Copy the data below line for line, leaving every character unchanged.

^^^^^^^^

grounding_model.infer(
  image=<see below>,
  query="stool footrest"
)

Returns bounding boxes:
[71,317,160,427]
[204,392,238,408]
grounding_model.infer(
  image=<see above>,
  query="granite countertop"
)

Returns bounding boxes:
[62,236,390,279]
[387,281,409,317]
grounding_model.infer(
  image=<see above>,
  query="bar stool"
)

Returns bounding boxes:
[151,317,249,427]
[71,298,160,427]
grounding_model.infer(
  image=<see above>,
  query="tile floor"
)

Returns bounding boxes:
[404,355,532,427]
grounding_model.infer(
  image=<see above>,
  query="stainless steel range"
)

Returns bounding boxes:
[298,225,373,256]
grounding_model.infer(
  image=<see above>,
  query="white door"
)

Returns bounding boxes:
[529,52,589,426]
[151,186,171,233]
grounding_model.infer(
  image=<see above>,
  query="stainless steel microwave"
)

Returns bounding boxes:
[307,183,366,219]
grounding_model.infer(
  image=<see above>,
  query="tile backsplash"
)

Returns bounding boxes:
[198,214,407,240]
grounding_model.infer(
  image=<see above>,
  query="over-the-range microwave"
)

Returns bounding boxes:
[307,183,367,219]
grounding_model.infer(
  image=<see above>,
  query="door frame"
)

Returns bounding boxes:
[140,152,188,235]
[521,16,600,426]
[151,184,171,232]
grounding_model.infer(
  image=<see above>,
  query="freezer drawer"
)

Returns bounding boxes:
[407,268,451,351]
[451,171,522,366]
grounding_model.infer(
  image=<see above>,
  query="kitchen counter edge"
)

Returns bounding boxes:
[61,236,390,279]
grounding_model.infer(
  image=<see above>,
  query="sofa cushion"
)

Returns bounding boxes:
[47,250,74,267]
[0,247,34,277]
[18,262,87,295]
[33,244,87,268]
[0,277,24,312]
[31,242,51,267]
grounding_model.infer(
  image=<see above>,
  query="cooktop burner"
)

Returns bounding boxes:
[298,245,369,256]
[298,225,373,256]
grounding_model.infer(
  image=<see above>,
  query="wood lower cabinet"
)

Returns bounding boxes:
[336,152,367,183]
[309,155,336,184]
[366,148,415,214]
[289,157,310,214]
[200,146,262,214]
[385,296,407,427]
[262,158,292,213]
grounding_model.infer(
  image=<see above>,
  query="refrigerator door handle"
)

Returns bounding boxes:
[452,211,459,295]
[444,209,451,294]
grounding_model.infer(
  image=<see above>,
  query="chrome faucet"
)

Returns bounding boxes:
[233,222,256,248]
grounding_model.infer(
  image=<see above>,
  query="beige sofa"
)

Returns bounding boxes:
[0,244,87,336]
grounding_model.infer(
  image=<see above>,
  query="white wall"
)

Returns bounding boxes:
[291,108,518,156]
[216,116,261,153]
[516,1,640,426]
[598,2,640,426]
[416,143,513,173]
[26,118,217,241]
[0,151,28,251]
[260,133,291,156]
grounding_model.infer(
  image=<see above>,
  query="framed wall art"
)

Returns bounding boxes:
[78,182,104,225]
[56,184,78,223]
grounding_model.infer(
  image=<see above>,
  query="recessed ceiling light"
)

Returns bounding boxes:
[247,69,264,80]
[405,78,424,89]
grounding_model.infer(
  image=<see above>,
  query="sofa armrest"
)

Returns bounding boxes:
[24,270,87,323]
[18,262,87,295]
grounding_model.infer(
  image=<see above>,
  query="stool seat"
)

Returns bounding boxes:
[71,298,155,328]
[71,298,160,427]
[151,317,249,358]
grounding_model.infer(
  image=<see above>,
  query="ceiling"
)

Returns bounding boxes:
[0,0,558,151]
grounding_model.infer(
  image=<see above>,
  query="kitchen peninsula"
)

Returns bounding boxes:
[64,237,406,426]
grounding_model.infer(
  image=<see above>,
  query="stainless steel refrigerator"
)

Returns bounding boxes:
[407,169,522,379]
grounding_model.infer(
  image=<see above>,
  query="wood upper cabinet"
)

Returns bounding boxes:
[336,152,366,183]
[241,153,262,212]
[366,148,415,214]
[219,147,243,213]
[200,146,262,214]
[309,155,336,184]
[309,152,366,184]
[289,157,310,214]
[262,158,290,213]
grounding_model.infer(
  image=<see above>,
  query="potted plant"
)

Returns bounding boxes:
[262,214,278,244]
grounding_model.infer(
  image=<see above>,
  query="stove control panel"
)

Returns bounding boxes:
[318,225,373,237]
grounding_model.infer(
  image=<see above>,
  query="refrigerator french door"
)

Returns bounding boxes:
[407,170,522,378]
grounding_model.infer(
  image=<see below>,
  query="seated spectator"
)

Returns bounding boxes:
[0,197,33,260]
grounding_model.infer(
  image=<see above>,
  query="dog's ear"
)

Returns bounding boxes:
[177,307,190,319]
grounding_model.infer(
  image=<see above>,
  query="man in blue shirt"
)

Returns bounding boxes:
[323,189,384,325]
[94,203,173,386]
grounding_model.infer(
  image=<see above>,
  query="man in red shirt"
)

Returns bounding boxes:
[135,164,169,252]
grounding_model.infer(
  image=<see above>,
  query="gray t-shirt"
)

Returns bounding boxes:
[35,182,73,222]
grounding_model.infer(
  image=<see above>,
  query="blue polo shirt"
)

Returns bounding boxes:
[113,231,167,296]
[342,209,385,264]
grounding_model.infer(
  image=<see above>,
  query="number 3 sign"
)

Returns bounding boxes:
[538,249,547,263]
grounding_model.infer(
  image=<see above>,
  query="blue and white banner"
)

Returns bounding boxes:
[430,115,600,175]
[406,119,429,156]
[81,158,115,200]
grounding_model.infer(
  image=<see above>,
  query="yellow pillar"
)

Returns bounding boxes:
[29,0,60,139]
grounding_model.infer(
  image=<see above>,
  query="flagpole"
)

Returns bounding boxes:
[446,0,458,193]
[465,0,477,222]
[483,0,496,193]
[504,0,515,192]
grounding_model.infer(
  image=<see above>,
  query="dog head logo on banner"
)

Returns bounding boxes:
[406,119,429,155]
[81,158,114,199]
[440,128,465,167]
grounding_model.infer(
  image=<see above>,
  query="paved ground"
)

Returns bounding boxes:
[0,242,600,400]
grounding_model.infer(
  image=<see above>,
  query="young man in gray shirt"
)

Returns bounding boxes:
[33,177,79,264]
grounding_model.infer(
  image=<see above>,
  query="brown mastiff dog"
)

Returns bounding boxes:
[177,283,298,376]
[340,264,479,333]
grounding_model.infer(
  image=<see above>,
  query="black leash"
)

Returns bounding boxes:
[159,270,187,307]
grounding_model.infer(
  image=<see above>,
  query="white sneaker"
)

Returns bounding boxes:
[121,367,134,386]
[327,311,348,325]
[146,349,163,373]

^^^^^^^^

* **EXERCISE SOLUTION**:
grounding_model.infer(
  image=<see below>,
  query="stool footrest"
)

Returns bounding boxes:
[71,317,160,427]
[204,392,238,408]
grounding_model.infer(
  image=<see above>,
  query="granite countertop"
)

Returns bounding boxes:
[62,236,390,279]
[387,281,409,317]
grounding_model.infer(
  image=<see above>,
  query="bar stool"
)

Returns bounding boxes:
[151,317,249,427]
[71,298,160,427]
grounding_model.infer(
  image=<see above>,
  query="tile floor"
)

Returns bounding boxes:
[404,355,532,427]
grounding_model.infer(
  image=<see above>,
  query="stainless steel range"
)

Returns bounding boxes:
[298,225,373,256]
grounding_model.infer(
  image=<see above>,
  query="white door"
)

Returns bounding boxes:
[529,52,589,426]
[151,186,171,233]
grounding_model.infer(
  image=<see above>,
  query="stainless steel microwave"
)

Returns bounding boxes:
[307,183,366,219]
grounding_model.infer(
  image=<see above>,
  query="tile backsplash"
)

Returns bounding boxes:
[198,214,407,240]
grounding_model.infer(
  image=<see above>,
  query="over-the-range microwave"
)

Returns bounding boxes:
[307,183,367,219]
grounding_model.infer(
  image=<see above>,
  query="door frame"
)

Returns bounding boxes:
[140,152,188,235]
[521,16,600,426]
[151,184,171,232]
grounding_model.infer(
  image=<see above>,
  query="freezer drawer"
)

Returns bounding boxes:
[407,268,451,351]
[451,171,522,366]
grounding_model.infer(
  image=<see above>,
  query="kitchen counter edge"
)

Returns bounding boxes:
[61,236,390,279]
grounding_model.infer(
  image=<see above>,
  query="sofa cushion"
)

Returns bounding boxes:
[47,250,74,267]
[0,247,34,277]
[18,262,87,295]
[33,244,87,268]
[0,277,24,312]
[31,242,51,267]
grounding_model.infer(
  image=<see above>,
  query="cooktop burner"
)

Returns bounding boxes:
[298,245,369,256]
[298,225,373,256]
grounding_model.infer(
  image=<see above>,
  query="wood lower cabinet"
)

Returns bounding boxes:
[336,152,367,183]
[309,155,336,184]
[366,148,415,214]
[289,157,310,214]
[200,146,262,214]
[385,296,407,427]
[262,158,292,213]
grounding_model.infer(
  image=<see above>,
  query="refrigerator door handle"
)

Returns bounding boxes:
[452,211,459,295]
[444,209,451,294]
grounding_model.infer(
  image=<see above>,
  query="chrome faucet"
)

Returns bounding boxes:
[233,222,256,248]
grounding_model.infer(
  image=<see above>,
  query="beige sofa"
)

Returns bounding boxes:
[0,244,87,336]
grounding_model.infer(
  image=<see above>,
  query="white wall"
)

Returns bounding boxes:
[291,108,518,156]
[216,116,261,153]
[516,1,640,426]
[598,2,640,426]
[416,143,513,173]
[26,118,217,241]
[0,151,28,251]
[260,133,291,156]
grounding_model.infer(
  image=<see above>,
  query="framed wall art"
)

Returns bounding boxes:
[78,182,104,225]
[56,184,78,223]
grounding_model.infer(
  image=<see above>,
  query="recessed ceiling light"
)

Returns bounding boxes:
[247,69,264,80]
[405,78,424,89]
grounding_model.infer(
  image=<see above>,
  query="sofa armrest"
)

Returns bounding boxes:
[24,270,87,323]
[18,262,87,295]
grounding_model.infer(
  image=<see above>,
  query="stool seat"
)

Returns bounding boxes:
[71,298,155,328]
[71,298,160,427]
[151,317,249,358]
grounding_model.infer(
  image=<see above>,
  query="ceiling"
)

Returns bounding boxes:
[0,0,558,151]
grounding_model.infer(
  image=<see above>,
  query="kitchen peninsula"
)

Returns bounding boxes:
[64,237,406,426]
grounding_model.infer(
  image=<see above>,
  query="stainless steel refrigerator"
)

Returns bounding boxes:
[407,169,522,379]
grounding_model.infer(
  image=<see above>,
  query="wood upper cabinet"
)

Returns bounding boxes:
[336,152,366,183]
[241,153,262,212]
[366,148,415,214]
[219,147,243,213]
[200,146,262,214]
[309,155,336,184]
[309,152,366,184]
[289,157,310,214]
[262,158,290,213]
grounding_model.infer(
  image=<see above>,
  query="potted plant"
)

Returns bounding boxes:
[262,214,278,244]
grounding_model.infer(
  image=<see above>,
  query="stove control panel"
)

Returns bounding boxes:
[318,225,373,237]
grounding_model.infer(
  image=<see above>,
  query="refrigerator french door"
)

Returns bounding boxes:
[407,170,522,378]
grounding_model.infer(
  image=<see below>,
  query="seated spectator"
)

Returns bounding boxes:
[0,197,33,260]
grounding_model.infer(
  image=<see above>,
  query="dog's ear"
)

Returns bounding boxes:
[177,307,190,319]
grounding_model.infer(
  image=<see above>,
  query="man in blue shirt"
)

Returns bounding boxes:
[323,189,384,325]
[94,203,173,386]
grounding_model.infer(
  image=<see above>,
  query="man in red shirt"
)

Returns bounding boxes:
[135,164,169,252]
grounding_model.infer(
  image=<see above>,
  query="gray t-shirt"
)

Returns bounding boxes:
[35,182,73,222]
grounding_model.infer(
  image=<see above>,
  query="blue polo shirt"
)

Returns bounding boxes:
[113,231,167,296]
[342,209,385,264]
grounding_model.infer(
  image=<see above>,
  query="number 3 sign"
)

Returns bounding boxes:
[538,249,547,263]
grounding_model.infer(
  image=<see above>,
  query="blue and white banner"
)

Returns bounding boxes:
[430,115,600,175]
[406,119,429,156]
[81,158,115,200]
grounding_model.infer(
  image=<see above>,
  query="yellow pillar"
)

Returns bounding boxes:
[29,0,60,139]
grounding_model.infer(
  image=<see above>,
  query="flagpole"
)

Returns bounding boxes:
[446,0,458,193]
[465,0,477,222]
[483,0,496,193]
[504,0,515,192]
grounding_model.infer(
  image=<see above>,
  query="dog head logo on banner"
)

Returns bounding boxes:
[406,119,429,155]
[81,158,114,199]
[440,128,465,167]
grounding_model.infer(
  image=<see above>,
  query="paved ground"
)

Returns bounding boxes:
[0,242,600,400]
grounding_model.infer(
  image=<see above>,
  query="young man in gray shirt"
)

Returns bounding boxes:
[33,177,79,264]
grounding_model.infer(
  image=<see above>,
  query="brown mastiff dog"
)

Returns bounding boxes:
[177,283,298,376]
[340,264,479,333]
grounding_model.infer(
  image=<see above>,
  query="black leash"
)

Returns bounding boxes:
[159,270,187,307]
grounding_model.infer(
  image=<see above>,
  query="white sneaker"
)

Returns bounding boxes:
[121,367,134,386]
[327,311,348,325]
[146,349,163,373]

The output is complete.